規則: 汎用キューを自動起動キューとして設定することはできません。/ON と /AUTOSTART_ON をどちらも指定することはできません。
7.9.4 例 | |
以下のコマンドは, 図 7-4 に示した JUPITR,SATURN,URANUS に対してローカル・バッチ・キューを割り当てます。
$ INITIALIZE/QUEUE/BATCH/ON=JUPITR::/START/NAME_OF_MANAGER=BATCH_QUEUE JUPITR_BATCH
$ INITIALIZE/QUEUE/BATCH/ON=SATURN::/START/NAME_OF_MANAGER=BATCH_QUEUE SATURN_BATCH
$ INITIALIZE/QUEUE/BATCH/ON=URANUS::/START/NAME_OF_MANAGER=BATCH_QUEUE URANUS_BATCH
|
OpenVMS Cluster の各コンピュータのバッチ・ジョブは,デフォルトで SYS$BATCH キューに登録されるため,クラスタ全体でバッチ・ジョブの処理を分散するクラスタ単位の汎用バッチ・キューとしてこのキューを設定するために,論理名を定義することを考慮しなければなりません ( 例 7-2 を参照)。しかし,このような論理名の定義が必要なのは,共通環境クラスタを使用している場合だけです。
OpenVMS Cluster システムでは,コンピュータ間でバッチ処理を分散して,処理リソースの使用のバランスをとることができます。この作業負荷の分散は,ローカル・バッチ・キューを 1 つ以上のクラスタ単位の汎用バッチ・キューに割り当てることで行うことができます。これらの汎用バッチ・キューは,割り当てられているバッチ・キューのうち,使用可能なキューにバッチ・ジョブを格納することにより,クラスタ全体でバッチ処理を制御します。クラスタ単位の汎用バッチ・キューは,
例 7-2 に示す方法で作成できます。
クラスタ単位の汎用バッチ・キューは,1 回だけ初期化して起動する必要があります。これらの操作を最も効率よく実行するには, OpenVMS Cluster の各コンピュータで実行される共通のコマンド・プロシージャを作成します (
例 7-2 を参照)。

● データ抜粋:
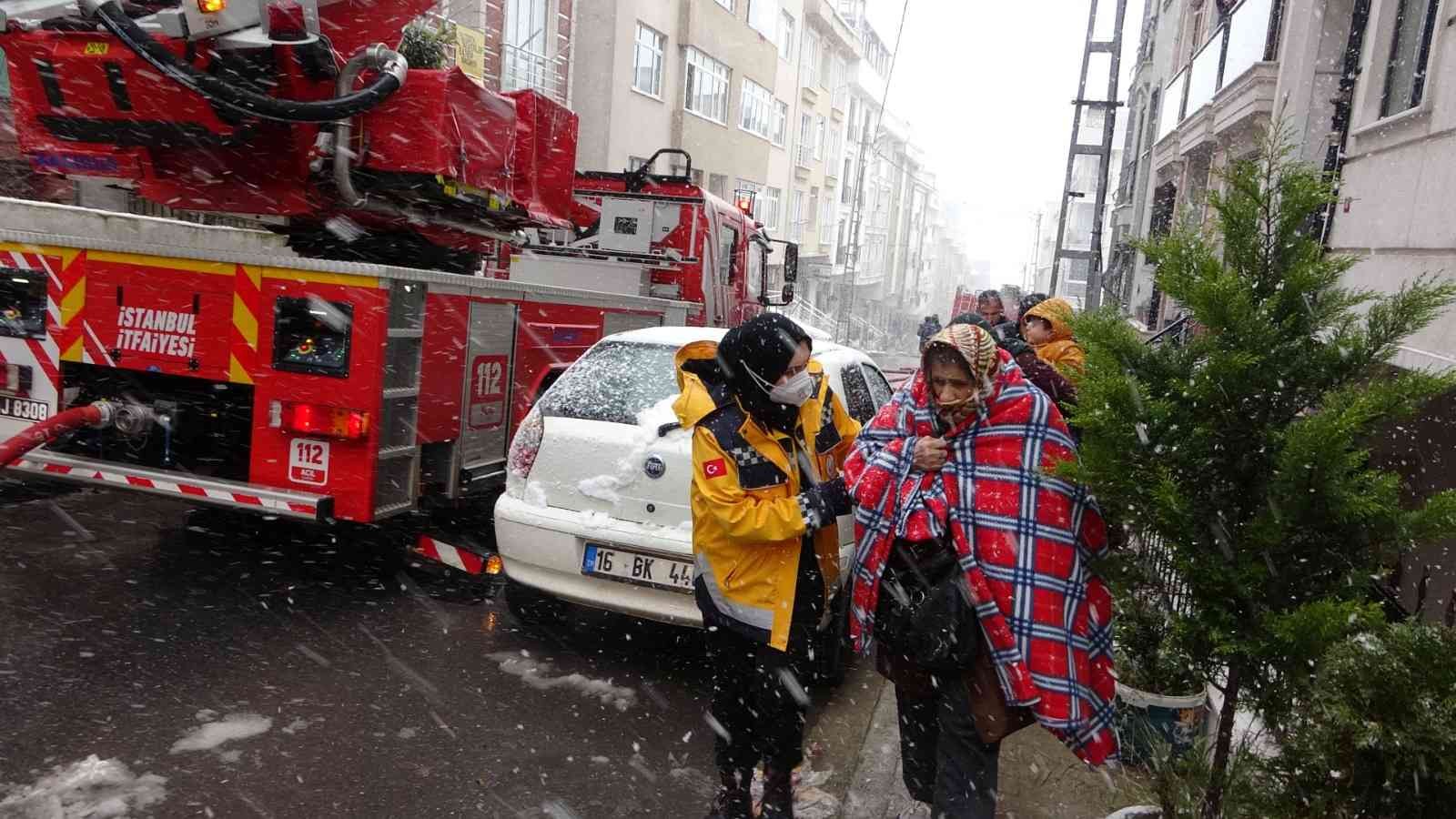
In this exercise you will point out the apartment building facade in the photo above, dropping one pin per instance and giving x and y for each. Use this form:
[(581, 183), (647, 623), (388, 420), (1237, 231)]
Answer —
[(523, 44), (689, 75), (1368, 92)]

● 課題一覧:
**1)** 提示文の「規則: 汎用キューを自動起動キューとして設定することはできません。/ON と」から「例 7-2 を参照)。しかし,このような論理名の定義が必要なのは,共通環境クラスタを使用している場合だけです。」までを両端を含めて書き直し、「ローカル・バッチ・キュー」を「ローカル・キュー」に置き換えてください。
**2)** 提示文をもとに、次の各問いに答えてください。
(a) 汎用キューを自動起動キューとして設定できますか。
(b) OpenVMS Cluster の各コンピュータのバッチ・ジョブは、デフォルトでどのキューに登録されますか。
(c) クラスタ単位の汎用バッチ・キューは、何回初期化して起動する必要がありますか。
**3)** OpenVMS Cluster のバッチ・キューを扱った提示文の続きを、最後の文の後から書き進めてください。

● 課題の解答:
**1)**
規則: 汎用キューを自動起動キューとして設定することはできません。/ON と /AUTOSTART_ON をどちらも指定することはできません。
7.9.4 例 | |
以下のコマンドは, 図 7-4 に示した JUPITR,SATURN,URANUS に対してローカル・キューを割り当てます。
$ INITIALIZE/QUEUE/BATCH/ON=JUPITR::/START/NAME_OF_MANAGER=BATCH_QUEUE JUPITR_BATCH
$ INITIALIZE/QUEUE/BATCH/ON=SATURN::/START/NAME_OF_MANAGER=BATCH_QUEUE SATURN_BATCH
$ INITIALIZE/QUEUE/BATCH/ON=URANUS::/START/NAME_OF_MANAGER=BATCH_QUEUE URANUS_BATCH
|
OpenVMS Cluster の各コンピュータのバッチ・ジョブは,デフォルトで SYS$BATCH キューに登録されるため,クラスタ全体でバッチ・ジョブの処理を分散するクラスタ単位の汎用バッチ・キューとしてこのキューを設定するために,論理名を定義することを考慮しなければなりません ( 例 7-2 を参照)。しかし,このような論理名の定義が必要なのは,共通環境クラスタを使用している場合だけです。

**2)**
(a) できません。
(b) SYS$BATCH キューです。
(c) 1 回だけです。

**3)**
7.10.1 構成例 | |
図 7-5 では, OpenVMS Cluster の各コンピュータのバッチ・キューが SYS$BATCH というクラスタ単位の汎用バッチ・キューに割り当てられています。ユーザは特定のキュー (たとえば JUPITR_BATCH や SATURN_BATCH) にジョブを登録することができ,特にキューを指定する必要がない場合は,デフォルト設定でクラスタ単位の汎用キュー SYS$BATCH に登録することができます。汎用キューは,クラスタ内で割り当てられているキューのうち,使用可能なキューにジョブを登録します。
割り当てられているキューを 2 つ以上使用可能な場合は,割り当てられているすべてのキューの中で,比率 (実行中のジョブ/ジョブの上限) が最低であるキューがオペレーティング・システムによって選択されます。
図 7-5 クラスタ単位の汎用バッチ・キューの構成
通常,ローカル・バッチ実行キューは,スタートアップ時にバッチ・ジョブを実行してレイヤード製品を起動するために使用されます。この理由から,
例 7-1 のコマンド・プロシージャに示すように,これらのキューは ENABLE AUTOSTART コマンドが実行される前に起動しなければなりません。
7.11.1 スタートアップ・コマンド・プロシージャ | |
ローカル・バッチ実行キューは,各ノードのスタートアップ・コマンド・プロシージャ SYSTARTUP_VMS.COM で起動します。共通のスタートアップ・コマンド・プロシージャを使用する場合は,以下のようなコマンドをプロシージャに追加します。
$ SUBMIT/PRIORITY=255/NOIDENT/NOLOG/QUEUE=node_BATCH LAYERED_PRODUCT.COM
$ START/QUEUE node_BATCH
$ DEFINE/SYSTEM/EXECUTIVE SYS$BATCH node_BATCH
|
キューが起動される前に,優先順位の高いバッチ・ジョブとしてスタートアップ・コマンド・プロシージャ LAYERED_PRODUCT.COM をキューに登録しておけば,キューのジョブの上限とは無関係に,ジョブは直ちに実行されます。コマンド・プロシージャがキューに登録される前にキューが起動されると,ユーザ・バッチ・ジョブのスケジューリングによってキューがジョブの上限に到達してしまう可能性があり,スタートアップ・ジョブが待機しなければならなくなります。
キューを作成した後,バッチ・ジョブとプリント・ジョブの処理を開始するためにキューを起動しなければなりません。さらに,システムをリブートするたびに,キューが起動されるように,自動起動キューに対して自動起動を有効にするか,または非自動起動キューに対して START/QUEUE コマンドを入力する必要があります。その場合,必要なコマンドを指定したコマンド・プロシージャを作成します。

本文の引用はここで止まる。